[Opening LISTED RECORDS section]

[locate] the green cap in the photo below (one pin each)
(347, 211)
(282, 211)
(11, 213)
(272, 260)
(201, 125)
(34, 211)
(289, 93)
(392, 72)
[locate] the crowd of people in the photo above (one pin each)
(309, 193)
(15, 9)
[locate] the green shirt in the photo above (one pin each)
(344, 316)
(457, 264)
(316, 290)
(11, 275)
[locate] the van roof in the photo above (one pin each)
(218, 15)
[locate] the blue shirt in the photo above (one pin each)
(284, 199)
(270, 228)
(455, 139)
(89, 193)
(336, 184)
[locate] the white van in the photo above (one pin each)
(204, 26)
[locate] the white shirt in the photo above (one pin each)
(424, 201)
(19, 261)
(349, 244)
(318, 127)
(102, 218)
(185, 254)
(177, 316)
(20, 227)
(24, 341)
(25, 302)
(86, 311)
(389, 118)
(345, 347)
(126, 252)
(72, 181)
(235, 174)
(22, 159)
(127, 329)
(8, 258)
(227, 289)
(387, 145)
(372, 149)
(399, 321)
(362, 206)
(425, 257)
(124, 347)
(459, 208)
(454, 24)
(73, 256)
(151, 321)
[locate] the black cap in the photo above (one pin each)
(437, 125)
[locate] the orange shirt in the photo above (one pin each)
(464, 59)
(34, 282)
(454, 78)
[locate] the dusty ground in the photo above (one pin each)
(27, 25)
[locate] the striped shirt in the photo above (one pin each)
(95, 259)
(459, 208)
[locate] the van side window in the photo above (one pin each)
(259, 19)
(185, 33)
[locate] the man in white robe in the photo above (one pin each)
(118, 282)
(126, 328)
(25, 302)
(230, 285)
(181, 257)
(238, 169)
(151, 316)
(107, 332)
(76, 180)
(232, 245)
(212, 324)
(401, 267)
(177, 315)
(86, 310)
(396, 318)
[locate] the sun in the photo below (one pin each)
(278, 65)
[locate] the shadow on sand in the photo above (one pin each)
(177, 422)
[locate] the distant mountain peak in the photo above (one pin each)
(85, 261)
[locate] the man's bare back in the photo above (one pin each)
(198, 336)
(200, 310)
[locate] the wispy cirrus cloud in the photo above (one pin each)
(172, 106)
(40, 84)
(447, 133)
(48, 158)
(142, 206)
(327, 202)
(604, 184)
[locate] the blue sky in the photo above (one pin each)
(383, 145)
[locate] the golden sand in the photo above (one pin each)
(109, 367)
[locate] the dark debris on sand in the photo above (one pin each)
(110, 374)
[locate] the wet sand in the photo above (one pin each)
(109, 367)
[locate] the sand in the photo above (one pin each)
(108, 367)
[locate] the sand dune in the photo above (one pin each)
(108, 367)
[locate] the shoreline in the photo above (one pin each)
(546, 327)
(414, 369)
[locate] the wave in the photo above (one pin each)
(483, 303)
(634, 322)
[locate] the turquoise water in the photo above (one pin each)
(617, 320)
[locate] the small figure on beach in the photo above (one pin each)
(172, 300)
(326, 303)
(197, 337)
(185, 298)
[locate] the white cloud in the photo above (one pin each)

[Closing LISTED RECORDS section]

ABOUT THIS EXERCISE: Your task is to reproduce each entry exactly.

ANSWER FOR THE TASK:
[locate] the green cap in the photo below (one pin each)
(347, 211)
(282, 211)
(11, 213)
(272, 260)
(201, 125)
(34, 211)
(289, 93)
(392, 72)
[locate] the crowd of people in the photo above (one pin each)
(309, 193)
(15, 9)
[locate] the green shirt in the photo above (one pin each)
(344, 316)
(457, 264)
(316, 290)
(11, 275)
[locate] the van roof in the photo above (one pin each)
(218, 15)
[locate] the blue shirt in the photo above (one pin each)
(284, 199)
(270, 228)
(455, 139)
(89, 193)
(336, 184)
[locate] the white van in the photo above (one pin each)
(204, 26)
[locate] the white shirt in the photo above (one pin each)
(424, 201)
(19, 261)
(349, 244)
(318, 127)
(102, 218)
(185, 254)
(177, 316)
(20, 227)
(24, 341)
(25, 302)
(86, 311)
(389, 118)
(345, 347)
(126, 252)
(72, 181)
(235, 174)
(22, 159)
(127, 329)
(8, 258)
(227, 289)
(387, 145)
(372, 149)
(399, 321)
(362, 206)
(425, 257)
(124, 347)
(459, 208)
(454, 24)
(73, 256)
(151, 321)
[locate] the black cap in the photo above (one pin each)
(437, 125)
[locate] the orange shirt in the photo above (one pin each)
(464, 59)
(34, 282)
(454, 78)
[locate] the dusty ground in the photo above (one pin each)
(27, 25)
[locate] the striped shirt in the photo above (one pin each)
(95, 259)
(459, 208)
[locate] the van side window in the photo above (one pin each)
(259, 19)
(185, 33)
[locate] the man in white robe in the photo above (one pin each)
(118, 282)
(126, 328)
(25, 302)
(230, 285)
(181, 257)
(238, 169)
(151, 316)
(107, 332)
(76, 180)
(232, 245)
(212, 324)
(401, 267)
(177, 315)
(86, 310)
(396, 318)
[locate] the sun in the photo below (one pin each)
(278, 65)
[locate] the shadow on sand in the photo above (one pin each)
(177, 422)
[locate] the distant mountain peak in the photo above (one pin each)
(85, 261)
[locate] the man's bare back in the photo above (one pin each)
(198, 336)
(200, 310)
[locate] the wispy cirrus cloud in the photo above (one pin each)
(172, 106)
(40, 84)
(447, 133)
(48, 158)
(142, 206)
(327, 202)
(604, 184)
[locate] the blue sky in the photo above (one pin each)
(383, 145)
[locate] the golden sand in the photo above (one pin each)
(109, 367)
[locate] the dark debris on sand in the photo above (one pin each)
(110, 374)
[locate] the wet sand in the photo above (one pin each)
(109, 367)
[locate] the sand in the photo above (one pin each)
(108, 367)
[locate] the sand dune in the photo above (one pin each)
(108, 367)
[locate] the shoreline in the photo above (one pin each)
(546, 327)
(414, 369)
[locate] the wave in the photo above (one pin each)
(483, 303)
(634, 322)
[locate] the turquoise water in the photo above (one pin each)
(617, 320)
[locate] the small figure on beach in the photo above (one pin each)
(172, 300)
(326, 303)
(197, 337)
(185, 298)
[locate] the white cloud in the photo above (one pin each)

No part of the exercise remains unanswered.